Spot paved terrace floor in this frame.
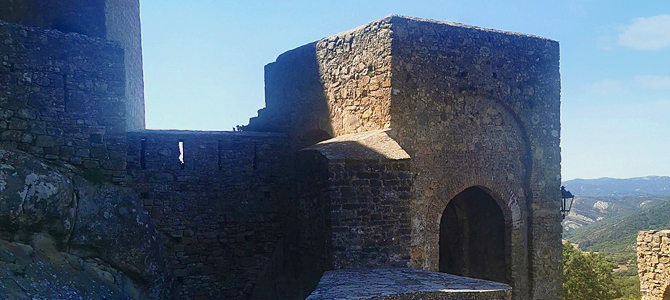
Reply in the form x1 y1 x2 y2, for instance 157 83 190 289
307 268 512 300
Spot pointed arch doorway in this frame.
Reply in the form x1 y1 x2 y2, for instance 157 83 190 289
439 187 511 283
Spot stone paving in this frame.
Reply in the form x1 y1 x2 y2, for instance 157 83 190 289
307 268 512 300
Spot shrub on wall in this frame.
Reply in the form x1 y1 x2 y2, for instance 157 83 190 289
563 243 621 300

□ □ □

Please render the material above as a numbered list with one line per item, dropping any blank lines and leaving the picture out.

SOLVED PROBLEM —
1. Spot paved terrace floor in this frame.
2. Reply in the form x1 y1 x2 y2, for instance 157 83 190 289
3. 307 268 512 300
4. Spot pointed arch doorway in this frame.
5. Reply in the form x1 y1 x2 y2, for instance 157 83 190 289
6. 439 187 511 283
7. Spot stone paving in this frame.
8. Reply in the form x1 y1 x2 y2, for instance 157 83 190 289
9. 307 268 512 300
10. Spot shrub on wall in this frame.
11. Reply in the form x1 y1 x2 y2, for instance 157 83 190 289
12. 563 243 621 300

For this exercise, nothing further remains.